| DESCRIPTION OF THE TASK |
Find every line of the records that has "green" and return it.

| INFORMATION PROVIDED |
——————————
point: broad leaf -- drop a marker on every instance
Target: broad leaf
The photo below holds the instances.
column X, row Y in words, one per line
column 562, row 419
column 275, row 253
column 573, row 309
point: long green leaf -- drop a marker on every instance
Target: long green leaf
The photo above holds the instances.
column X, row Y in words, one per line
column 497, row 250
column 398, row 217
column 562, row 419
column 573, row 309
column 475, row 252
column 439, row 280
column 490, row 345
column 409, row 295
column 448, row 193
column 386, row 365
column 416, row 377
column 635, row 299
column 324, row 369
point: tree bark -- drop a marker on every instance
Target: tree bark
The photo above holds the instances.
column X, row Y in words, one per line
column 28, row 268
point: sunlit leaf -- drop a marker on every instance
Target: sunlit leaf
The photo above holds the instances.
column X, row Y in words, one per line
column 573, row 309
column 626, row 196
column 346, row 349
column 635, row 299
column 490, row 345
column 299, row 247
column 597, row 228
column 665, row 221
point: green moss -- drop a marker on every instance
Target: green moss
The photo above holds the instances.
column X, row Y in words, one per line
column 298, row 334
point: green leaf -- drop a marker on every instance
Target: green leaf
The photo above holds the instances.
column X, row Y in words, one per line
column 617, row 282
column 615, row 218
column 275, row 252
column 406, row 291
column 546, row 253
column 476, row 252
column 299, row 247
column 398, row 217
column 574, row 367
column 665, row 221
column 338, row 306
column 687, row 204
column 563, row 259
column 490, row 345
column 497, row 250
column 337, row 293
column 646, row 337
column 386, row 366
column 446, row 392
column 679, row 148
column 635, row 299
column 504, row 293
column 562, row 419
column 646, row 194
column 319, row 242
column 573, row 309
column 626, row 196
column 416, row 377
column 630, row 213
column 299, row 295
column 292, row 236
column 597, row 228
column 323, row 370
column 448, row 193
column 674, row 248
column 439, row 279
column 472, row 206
——————————
| ANSWER BOX |
point: long green leaf -- drop a marker on every instance
Target: long green leaf
point: green moss -- drop a marker on every instance
Target: green moss
point: green leaf -- drop a marker on every instance
Target: green leaf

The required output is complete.